* begin INPUT MATERIAL *
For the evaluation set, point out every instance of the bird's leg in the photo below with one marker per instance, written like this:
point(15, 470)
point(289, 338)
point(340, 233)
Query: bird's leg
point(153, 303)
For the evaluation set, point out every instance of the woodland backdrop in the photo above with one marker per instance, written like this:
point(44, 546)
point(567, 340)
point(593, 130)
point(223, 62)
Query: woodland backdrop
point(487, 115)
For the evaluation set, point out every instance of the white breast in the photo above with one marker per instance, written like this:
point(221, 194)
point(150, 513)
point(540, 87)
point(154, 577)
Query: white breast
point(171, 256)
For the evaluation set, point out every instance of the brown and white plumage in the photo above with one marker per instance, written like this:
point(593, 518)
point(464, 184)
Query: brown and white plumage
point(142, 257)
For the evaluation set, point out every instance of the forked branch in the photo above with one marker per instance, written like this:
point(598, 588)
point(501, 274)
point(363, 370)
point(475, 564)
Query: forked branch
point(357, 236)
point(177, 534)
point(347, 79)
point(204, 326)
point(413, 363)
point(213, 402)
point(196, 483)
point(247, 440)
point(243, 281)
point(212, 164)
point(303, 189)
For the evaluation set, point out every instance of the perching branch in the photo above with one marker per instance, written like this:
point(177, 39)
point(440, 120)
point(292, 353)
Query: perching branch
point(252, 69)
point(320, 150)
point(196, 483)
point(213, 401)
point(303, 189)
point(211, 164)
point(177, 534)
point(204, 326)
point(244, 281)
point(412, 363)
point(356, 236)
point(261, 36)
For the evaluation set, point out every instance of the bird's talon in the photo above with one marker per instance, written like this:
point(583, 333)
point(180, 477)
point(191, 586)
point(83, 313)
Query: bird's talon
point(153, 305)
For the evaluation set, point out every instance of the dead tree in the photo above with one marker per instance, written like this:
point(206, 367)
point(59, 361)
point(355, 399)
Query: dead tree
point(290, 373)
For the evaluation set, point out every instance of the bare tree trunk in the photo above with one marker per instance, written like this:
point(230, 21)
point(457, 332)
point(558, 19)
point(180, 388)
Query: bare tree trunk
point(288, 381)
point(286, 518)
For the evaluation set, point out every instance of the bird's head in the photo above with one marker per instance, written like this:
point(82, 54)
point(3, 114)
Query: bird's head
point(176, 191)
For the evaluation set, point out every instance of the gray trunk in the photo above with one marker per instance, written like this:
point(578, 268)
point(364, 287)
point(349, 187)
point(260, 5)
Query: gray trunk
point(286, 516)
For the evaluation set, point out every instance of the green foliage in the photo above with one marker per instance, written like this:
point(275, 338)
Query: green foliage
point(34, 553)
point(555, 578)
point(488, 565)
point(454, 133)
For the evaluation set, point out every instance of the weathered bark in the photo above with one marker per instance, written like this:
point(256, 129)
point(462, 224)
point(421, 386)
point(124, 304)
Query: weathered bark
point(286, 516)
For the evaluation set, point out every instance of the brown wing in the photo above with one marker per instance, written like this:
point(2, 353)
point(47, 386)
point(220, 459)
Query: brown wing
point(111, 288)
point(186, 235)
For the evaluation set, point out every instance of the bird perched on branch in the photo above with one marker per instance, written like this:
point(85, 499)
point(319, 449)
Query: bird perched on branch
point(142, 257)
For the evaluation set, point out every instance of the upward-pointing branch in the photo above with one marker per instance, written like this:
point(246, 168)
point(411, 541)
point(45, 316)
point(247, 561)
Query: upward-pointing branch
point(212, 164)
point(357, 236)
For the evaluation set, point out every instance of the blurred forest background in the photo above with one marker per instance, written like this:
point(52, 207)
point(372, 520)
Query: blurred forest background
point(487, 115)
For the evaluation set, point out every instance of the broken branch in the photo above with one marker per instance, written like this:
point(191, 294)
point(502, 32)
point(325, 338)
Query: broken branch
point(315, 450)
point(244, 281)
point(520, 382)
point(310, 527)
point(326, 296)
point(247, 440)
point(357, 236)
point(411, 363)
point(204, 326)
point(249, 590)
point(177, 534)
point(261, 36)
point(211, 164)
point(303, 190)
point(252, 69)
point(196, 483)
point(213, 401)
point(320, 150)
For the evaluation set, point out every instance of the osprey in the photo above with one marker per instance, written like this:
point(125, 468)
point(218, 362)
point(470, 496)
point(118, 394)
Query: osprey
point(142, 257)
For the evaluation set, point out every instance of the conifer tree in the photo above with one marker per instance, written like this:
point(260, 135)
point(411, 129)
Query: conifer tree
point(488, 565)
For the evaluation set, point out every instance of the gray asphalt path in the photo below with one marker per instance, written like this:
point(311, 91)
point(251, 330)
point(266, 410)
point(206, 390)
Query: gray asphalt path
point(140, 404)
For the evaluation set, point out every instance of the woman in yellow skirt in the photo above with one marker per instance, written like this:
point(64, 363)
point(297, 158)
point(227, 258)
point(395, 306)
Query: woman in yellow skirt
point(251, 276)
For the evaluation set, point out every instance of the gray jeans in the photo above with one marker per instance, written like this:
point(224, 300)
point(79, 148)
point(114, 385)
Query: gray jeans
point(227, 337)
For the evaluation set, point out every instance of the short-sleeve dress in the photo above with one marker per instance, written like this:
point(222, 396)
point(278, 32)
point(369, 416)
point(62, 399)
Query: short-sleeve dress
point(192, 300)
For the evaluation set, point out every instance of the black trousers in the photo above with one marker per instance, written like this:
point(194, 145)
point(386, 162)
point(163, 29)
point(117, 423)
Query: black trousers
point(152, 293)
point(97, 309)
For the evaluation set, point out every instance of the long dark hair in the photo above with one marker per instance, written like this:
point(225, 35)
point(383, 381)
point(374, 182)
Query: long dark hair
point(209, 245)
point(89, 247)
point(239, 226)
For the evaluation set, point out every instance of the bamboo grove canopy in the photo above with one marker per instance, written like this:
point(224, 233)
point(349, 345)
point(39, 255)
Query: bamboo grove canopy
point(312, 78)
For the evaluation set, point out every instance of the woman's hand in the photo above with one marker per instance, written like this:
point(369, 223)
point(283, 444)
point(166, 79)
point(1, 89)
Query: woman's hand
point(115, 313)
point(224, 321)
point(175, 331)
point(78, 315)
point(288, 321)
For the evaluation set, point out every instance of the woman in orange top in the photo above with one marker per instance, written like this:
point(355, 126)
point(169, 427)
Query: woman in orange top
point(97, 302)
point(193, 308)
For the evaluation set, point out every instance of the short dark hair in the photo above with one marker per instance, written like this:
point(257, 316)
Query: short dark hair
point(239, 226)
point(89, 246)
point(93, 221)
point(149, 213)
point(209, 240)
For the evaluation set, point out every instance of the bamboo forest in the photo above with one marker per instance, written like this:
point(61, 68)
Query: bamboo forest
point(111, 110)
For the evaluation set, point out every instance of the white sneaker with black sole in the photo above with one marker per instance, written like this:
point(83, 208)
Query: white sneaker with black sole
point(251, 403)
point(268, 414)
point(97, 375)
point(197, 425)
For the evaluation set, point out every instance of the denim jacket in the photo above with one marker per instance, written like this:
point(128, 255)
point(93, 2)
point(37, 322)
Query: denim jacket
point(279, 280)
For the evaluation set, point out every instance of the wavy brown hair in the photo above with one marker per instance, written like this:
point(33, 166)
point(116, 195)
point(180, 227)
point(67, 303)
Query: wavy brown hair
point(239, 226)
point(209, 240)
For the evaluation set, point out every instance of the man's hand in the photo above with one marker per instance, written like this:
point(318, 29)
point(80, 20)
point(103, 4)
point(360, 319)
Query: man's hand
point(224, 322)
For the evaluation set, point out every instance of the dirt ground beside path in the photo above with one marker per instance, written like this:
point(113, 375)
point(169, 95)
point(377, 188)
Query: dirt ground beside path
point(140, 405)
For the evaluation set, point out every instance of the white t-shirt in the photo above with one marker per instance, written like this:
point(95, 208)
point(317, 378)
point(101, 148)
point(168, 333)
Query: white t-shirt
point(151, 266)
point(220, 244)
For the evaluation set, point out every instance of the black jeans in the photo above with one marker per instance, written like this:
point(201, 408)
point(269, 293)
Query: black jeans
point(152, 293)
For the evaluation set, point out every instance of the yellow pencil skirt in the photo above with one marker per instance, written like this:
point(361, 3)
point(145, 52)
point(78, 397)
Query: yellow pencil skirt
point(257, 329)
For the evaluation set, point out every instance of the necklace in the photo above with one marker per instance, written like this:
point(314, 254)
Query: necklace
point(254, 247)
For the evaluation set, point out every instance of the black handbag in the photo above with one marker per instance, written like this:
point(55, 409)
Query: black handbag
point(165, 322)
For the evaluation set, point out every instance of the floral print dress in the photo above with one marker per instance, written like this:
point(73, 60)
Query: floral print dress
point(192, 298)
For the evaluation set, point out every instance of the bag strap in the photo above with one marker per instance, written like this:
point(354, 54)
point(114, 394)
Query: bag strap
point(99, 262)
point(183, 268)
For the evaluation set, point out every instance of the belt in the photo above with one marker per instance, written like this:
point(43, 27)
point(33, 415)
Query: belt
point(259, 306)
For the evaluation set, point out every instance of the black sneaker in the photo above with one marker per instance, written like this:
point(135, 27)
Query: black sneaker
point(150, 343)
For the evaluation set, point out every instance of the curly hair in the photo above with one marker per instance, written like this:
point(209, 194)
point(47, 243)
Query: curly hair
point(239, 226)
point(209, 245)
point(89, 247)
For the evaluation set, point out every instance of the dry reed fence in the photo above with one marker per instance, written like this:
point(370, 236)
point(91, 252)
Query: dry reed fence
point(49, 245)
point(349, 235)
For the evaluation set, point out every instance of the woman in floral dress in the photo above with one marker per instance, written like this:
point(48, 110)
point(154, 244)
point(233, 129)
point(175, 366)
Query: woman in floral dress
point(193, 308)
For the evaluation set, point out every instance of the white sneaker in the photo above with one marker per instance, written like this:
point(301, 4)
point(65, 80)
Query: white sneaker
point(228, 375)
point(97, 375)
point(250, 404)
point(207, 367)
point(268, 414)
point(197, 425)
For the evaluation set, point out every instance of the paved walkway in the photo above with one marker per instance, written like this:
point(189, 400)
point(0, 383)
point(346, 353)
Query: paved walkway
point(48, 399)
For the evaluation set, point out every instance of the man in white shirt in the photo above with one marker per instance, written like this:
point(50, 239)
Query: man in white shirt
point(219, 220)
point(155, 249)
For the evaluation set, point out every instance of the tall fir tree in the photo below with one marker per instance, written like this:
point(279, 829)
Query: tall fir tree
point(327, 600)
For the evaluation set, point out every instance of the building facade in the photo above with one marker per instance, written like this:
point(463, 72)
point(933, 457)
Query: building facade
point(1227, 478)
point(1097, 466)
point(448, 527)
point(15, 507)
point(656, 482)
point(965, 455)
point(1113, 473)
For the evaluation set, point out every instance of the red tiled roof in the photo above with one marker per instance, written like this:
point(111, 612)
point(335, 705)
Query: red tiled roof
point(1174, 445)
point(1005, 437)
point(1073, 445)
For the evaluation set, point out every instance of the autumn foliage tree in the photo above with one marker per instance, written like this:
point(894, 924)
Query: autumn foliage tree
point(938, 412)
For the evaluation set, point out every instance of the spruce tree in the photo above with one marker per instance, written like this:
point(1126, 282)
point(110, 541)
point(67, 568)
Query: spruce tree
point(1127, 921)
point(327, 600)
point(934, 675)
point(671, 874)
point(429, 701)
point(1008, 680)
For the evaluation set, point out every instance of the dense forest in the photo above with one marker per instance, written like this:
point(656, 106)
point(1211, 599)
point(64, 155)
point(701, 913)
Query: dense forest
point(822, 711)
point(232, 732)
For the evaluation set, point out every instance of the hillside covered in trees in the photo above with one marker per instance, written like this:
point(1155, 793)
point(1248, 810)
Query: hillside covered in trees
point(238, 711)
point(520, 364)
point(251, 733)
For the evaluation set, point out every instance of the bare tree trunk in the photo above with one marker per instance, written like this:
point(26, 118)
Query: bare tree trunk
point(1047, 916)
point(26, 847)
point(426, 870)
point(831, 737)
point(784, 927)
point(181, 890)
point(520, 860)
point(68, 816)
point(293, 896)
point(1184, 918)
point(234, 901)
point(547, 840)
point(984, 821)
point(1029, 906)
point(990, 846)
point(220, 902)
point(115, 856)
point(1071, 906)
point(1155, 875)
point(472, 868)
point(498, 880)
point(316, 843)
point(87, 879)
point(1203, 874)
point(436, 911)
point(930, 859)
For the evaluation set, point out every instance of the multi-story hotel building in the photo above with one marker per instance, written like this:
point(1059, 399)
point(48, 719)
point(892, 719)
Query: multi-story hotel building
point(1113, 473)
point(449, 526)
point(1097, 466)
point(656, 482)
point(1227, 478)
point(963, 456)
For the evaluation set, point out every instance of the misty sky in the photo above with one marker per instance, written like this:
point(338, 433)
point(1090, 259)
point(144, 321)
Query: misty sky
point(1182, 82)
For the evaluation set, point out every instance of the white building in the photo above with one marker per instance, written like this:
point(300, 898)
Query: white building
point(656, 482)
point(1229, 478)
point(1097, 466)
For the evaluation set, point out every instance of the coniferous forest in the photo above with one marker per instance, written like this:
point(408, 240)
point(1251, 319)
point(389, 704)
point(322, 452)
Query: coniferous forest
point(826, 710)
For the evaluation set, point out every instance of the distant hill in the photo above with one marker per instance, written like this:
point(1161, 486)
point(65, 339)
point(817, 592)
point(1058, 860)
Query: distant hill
* end INPUT MATERIAL *
From the data above, give the lines that start with the line containing "For the evaluation set, point out every instance of the dead" and run through the line containing "point(290, 373)" as a numbered list, leaving out any blank lines.

1. For the evaluation set, point out every instance of the dead tree in the photo above with one marker per instance, written like this:
2. point(206, 367)
3. point(59, 361)
4. point(355, 399)
5. Query: dead tree
6. point(290, 373)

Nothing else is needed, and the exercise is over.